§ SET TASK A: Pull out every line in the entries below that contains the string "tree", matching case exactly.
====== SELECTED TEXT
Treasury Today Country Profiles in association with Citi

Creating and issuing a bank RFP

Replacing or establishing a major treasury relationship is not something to be taken lightly. In this second part of our look at the request for proposal (RFP) process we discuss the finer points of selecting a banking partner.

The request for proposal (RFP) process is all about starting a formal dialogue with a pool of potential banking partners that you feel may be best placed to respond to your needs. It takes time and consumes resources, but it can provide far better results than an unstructured approach. If the need to at least review your banking partners has been established, the process that follows must lay bare the exact set of priorities that are driving change. From the outset it must be decided which priorities are fixed and which have a degree of flexibility. In short, you must know precisely why you are doing it.

Often an RFP results in a different banking structure, processes and technology. So it is also important to secure senior-level buy-in for the change, bringing on board the different functions and entities that will be affected up and downstream, explaining why it is necessary and what the expected outcome is.

The process of bank selection may be led in-house or, if there is insufficient experience of the selection process or the project is complex, an external consultant may be called in. If opting for an internal team, it is essential to afford them sufficient time to discharge their duties. It may be worth dedicating an individual to manage the process for the duration. Doing the day job at the same time may induce an element of nervous tension that may not yield the best results.

However, the existence of job titles such as treasury project or programme manager within large corporates indicates that this is a role dedicated to change and a bank RFP would slot perfectly into this portfolio. If such an individual is not available, the best compromise is to take blocks of time out of a more traditional role. This means, however, that there should not be any one individual on the team who cannot afford to be out of the office – cover may need to be arranged for critical roles (interim treasury management has gained in popularity in recent years).

In a multinational corporation (MNC) there are typically three sets of stakeholders with overlapping requirements to consider, which makes collaboration key:

  1. Treasury has a set of needs focused around bank relationship management, liquidity and, to a degree, technology.

  2. The business functions have requirements around getting the money in and paying out.

  3. Shared services (if deployed), as an internal service provider, will straddle both.

The needs of the IT function, as the fourth estate, should also be considered as this may be seeking to overlay a structure on all other stakeholders.

In essence, the first phase should define exactly what the business is trying to achieve, what its range of options are and how the business decides between these options. A bank selection has potential to be complex but this stage should not drag on for months.

It may take time to collate all the required information, service definitions and data, but once gathered this discovery stage should be afforded a day or two of intense discussion, involving relevant representatives from all stake-holding functions to enable agreement upon the intended direction.
============
====== INFORMATION GIVEN
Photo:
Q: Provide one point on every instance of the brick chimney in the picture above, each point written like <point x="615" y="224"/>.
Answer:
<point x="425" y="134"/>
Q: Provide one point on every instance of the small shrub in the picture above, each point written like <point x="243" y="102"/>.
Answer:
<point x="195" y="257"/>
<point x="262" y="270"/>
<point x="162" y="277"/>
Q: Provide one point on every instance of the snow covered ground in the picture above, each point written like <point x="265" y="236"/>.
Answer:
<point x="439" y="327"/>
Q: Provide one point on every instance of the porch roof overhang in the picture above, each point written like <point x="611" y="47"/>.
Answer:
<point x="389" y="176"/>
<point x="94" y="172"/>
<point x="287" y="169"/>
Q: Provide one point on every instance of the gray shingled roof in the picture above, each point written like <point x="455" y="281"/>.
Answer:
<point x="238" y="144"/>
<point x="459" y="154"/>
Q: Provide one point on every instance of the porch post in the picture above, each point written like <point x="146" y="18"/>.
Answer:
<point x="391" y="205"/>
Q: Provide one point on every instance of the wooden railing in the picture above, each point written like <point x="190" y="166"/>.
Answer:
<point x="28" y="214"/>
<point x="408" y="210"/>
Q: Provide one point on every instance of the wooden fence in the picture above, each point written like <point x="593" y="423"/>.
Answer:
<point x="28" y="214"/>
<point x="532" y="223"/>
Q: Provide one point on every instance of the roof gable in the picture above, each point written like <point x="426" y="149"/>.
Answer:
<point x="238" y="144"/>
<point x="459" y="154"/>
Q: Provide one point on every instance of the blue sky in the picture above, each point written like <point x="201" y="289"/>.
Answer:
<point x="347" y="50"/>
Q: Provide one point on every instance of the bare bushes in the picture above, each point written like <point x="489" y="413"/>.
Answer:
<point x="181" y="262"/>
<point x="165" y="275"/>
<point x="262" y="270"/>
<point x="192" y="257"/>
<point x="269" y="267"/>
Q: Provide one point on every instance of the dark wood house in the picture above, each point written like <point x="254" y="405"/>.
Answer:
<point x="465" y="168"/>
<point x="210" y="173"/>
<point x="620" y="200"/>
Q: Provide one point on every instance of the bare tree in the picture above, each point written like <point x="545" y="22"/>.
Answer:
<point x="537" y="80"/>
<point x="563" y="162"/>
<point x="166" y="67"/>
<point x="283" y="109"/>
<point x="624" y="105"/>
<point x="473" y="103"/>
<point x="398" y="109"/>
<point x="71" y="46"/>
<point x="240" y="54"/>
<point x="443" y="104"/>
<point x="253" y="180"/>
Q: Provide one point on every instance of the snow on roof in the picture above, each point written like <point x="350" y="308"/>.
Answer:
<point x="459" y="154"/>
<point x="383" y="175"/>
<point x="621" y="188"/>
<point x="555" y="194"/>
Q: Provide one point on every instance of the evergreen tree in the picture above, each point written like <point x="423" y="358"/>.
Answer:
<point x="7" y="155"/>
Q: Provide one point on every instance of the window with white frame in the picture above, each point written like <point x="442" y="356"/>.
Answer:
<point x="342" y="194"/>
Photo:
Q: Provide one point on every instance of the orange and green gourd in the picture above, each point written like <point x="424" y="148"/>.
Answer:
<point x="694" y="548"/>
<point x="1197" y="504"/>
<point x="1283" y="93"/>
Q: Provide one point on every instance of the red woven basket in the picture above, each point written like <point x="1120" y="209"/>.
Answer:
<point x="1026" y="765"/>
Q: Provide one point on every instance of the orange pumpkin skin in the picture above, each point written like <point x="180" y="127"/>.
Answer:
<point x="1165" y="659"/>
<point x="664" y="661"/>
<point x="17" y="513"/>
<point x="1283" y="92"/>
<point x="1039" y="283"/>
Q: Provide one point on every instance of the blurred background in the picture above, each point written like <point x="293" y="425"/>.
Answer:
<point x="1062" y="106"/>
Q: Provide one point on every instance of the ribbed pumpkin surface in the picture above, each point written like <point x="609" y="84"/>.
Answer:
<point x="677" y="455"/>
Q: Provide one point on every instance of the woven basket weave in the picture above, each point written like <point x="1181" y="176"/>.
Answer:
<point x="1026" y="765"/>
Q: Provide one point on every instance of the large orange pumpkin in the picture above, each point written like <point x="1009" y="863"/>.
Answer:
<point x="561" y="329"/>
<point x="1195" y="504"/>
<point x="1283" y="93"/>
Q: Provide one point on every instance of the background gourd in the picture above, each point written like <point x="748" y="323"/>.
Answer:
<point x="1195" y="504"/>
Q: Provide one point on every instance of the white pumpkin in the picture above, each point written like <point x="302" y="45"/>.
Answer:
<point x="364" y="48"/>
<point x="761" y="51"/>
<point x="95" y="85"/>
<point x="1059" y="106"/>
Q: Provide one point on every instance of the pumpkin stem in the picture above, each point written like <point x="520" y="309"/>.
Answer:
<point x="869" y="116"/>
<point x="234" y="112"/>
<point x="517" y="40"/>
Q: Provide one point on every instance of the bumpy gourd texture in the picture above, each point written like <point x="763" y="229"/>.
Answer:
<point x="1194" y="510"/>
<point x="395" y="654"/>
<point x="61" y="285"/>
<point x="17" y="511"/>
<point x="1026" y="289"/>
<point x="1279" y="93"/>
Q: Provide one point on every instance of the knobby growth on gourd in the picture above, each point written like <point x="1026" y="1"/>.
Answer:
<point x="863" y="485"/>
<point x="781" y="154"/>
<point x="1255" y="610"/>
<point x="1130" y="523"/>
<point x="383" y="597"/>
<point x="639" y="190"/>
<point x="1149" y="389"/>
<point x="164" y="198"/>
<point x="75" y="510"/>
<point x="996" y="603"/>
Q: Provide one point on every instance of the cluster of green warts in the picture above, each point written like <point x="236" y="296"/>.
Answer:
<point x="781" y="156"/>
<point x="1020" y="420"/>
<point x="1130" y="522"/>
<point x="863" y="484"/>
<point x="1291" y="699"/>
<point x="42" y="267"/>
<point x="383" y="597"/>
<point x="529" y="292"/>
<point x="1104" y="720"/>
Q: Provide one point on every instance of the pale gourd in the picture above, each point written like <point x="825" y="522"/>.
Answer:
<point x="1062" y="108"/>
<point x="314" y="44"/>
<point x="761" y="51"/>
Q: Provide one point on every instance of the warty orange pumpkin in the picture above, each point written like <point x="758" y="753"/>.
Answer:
============
§ SET TASK B:
Answer these from the bank RFP article above:
(i) Who may be called in to lead bank selection if there is insufficient experience of the process or the project is complex?
(ii) How many sets of stakeholders does a multinational corporation typically have to consider?
(iii) Once the information is gathered, how much intense discussion should the discovery stage be given?

§ PROBLEM SOLUTION A:
Q: Provide one point on every instance of the bare tree in the picture above, each point written like <point x="545" y="22"/>.
Q: Provide one point on every instance of the evergreen tree in the picture above, each point written like <point x="423" y="358"/>.

§ PROBLEM SOLUTION B:
(i) An external consultant.
(ii) Three.
(iii) A day or two.